• _Exercise goal_: Keep only the lines of the data below that contain "black", and copy them.

+--

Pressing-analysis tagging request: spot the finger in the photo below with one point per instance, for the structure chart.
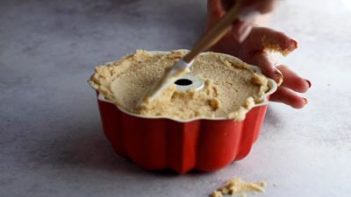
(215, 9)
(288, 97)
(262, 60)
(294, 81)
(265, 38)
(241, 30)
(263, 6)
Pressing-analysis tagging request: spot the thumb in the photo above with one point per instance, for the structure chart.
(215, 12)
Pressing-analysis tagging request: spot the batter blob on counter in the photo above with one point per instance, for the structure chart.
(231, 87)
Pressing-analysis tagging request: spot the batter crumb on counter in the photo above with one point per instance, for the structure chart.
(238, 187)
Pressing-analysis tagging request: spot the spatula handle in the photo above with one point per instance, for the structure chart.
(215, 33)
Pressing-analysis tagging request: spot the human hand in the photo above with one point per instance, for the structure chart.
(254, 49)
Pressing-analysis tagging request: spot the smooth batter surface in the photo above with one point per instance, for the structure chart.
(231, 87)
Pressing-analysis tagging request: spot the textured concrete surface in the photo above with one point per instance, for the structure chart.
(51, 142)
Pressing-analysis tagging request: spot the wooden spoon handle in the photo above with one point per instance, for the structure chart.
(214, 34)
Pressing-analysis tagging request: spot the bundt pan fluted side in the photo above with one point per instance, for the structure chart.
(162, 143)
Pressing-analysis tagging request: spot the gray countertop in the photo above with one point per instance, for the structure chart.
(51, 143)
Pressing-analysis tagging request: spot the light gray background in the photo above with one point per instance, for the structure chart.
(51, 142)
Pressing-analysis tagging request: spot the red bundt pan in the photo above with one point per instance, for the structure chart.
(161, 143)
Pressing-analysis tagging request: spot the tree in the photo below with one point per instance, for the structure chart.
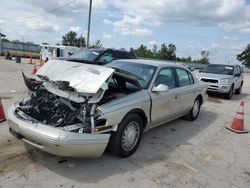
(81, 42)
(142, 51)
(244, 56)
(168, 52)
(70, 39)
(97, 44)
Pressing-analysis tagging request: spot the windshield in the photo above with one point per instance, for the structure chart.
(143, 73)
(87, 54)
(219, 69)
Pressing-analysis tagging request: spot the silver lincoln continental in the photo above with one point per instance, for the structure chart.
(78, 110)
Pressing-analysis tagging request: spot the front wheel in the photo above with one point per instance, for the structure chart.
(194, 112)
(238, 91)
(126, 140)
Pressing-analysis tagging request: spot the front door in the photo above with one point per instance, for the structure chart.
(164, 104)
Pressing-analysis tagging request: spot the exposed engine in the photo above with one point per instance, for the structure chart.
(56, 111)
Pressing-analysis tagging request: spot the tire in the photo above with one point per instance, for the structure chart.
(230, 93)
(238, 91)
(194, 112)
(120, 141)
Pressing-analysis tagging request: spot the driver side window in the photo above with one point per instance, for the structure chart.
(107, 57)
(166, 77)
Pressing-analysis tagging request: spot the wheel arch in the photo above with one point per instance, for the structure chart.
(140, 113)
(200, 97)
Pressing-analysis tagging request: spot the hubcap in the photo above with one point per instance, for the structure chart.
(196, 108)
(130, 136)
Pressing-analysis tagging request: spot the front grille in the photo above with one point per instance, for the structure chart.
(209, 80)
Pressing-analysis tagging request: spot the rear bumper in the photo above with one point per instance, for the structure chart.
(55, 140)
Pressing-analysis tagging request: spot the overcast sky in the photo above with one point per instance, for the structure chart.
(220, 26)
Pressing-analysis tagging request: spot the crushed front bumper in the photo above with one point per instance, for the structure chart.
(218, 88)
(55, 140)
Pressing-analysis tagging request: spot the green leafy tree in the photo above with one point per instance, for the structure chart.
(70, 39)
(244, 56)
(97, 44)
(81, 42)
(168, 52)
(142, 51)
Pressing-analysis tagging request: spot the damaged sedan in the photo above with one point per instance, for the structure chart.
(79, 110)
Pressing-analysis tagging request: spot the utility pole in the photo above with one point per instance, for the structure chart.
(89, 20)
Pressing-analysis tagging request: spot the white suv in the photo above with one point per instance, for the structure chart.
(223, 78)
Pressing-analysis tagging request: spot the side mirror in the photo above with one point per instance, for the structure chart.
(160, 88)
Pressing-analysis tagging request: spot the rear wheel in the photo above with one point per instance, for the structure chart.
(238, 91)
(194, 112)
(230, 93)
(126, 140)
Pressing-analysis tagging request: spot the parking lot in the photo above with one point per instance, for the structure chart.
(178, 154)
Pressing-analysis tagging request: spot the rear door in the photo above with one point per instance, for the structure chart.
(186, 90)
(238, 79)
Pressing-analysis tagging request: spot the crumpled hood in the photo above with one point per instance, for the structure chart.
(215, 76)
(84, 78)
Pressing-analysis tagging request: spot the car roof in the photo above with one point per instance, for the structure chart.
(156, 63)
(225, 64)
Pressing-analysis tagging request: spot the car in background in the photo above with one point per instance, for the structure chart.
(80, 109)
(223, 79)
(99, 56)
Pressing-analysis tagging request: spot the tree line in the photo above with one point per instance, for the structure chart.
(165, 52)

+--

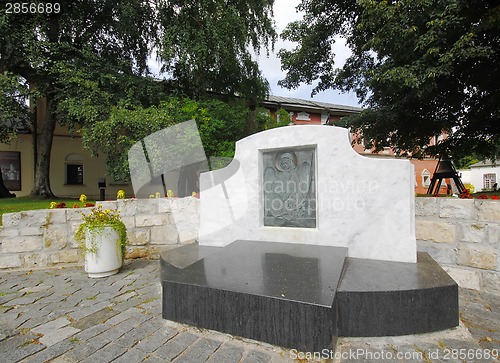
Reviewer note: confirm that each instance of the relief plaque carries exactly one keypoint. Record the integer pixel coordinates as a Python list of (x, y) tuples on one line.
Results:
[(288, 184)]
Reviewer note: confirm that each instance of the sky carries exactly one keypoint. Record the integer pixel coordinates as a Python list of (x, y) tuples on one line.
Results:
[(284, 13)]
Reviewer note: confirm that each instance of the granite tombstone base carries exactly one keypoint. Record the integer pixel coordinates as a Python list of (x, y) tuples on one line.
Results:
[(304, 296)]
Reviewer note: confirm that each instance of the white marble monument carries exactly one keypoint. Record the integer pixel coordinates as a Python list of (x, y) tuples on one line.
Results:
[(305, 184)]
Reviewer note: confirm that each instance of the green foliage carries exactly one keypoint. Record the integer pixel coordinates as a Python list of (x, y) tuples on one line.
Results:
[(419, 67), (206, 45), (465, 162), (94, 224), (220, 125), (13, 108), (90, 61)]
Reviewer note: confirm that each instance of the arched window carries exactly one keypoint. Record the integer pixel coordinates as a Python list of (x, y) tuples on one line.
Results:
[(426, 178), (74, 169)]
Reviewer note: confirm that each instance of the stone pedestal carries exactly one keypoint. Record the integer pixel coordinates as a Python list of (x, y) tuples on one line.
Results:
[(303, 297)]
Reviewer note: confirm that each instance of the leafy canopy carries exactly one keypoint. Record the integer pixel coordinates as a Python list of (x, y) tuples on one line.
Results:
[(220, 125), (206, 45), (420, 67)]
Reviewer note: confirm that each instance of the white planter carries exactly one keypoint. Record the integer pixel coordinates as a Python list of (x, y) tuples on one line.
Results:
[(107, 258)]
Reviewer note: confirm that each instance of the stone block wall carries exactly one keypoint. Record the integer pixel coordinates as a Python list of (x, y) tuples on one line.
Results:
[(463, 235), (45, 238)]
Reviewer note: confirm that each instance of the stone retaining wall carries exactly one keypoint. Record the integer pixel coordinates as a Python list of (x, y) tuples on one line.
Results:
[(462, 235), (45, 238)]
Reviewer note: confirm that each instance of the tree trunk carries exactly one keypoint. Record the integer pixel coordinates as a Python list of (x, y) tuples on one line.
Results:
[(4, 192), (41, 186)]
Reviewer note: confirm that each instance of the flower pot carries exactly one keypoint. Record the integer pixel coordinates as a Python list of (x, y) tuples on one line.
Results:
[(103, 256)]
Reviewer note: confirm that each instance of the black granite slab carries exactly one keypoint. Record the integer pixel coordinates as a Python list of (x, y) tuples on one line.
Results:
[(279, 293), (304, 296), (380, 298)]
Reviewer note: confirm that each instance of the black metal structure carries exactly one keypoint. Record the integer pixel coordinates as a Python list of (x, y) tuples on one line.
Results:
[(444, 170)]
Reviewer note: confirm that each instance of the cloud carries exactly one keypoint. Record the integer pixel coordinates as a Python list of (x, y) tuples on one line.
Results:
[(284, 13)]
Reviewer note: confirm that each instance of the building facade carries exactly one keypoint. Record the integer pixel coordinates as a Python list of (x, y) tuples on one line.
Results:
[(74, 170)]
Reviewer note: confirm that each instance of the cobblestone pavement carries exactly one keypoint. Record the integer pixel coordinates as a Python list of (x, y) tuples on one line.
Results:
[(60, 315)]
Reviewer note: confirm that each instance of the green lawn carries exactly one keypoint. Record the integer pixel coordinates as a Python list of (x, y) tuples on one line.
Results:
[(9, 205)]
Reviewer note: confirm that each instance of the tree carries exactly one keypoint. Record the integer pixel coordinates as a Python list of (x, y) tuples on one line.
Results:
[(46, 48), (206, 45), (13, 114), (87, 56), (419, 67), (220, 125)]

+--

• _Exercise output_:
Reviewer note: confirm that each instance of the black granite slab carries exactly one keypoint. Record the integer pixel coordinates as a Python list of (x, y) tuples on one line.
Reviewer note: confirm that each instance of the black metal structure carries exactly one keypoint. Record the integer pixel coordinates as a Python list of (x, y) tuples on one line.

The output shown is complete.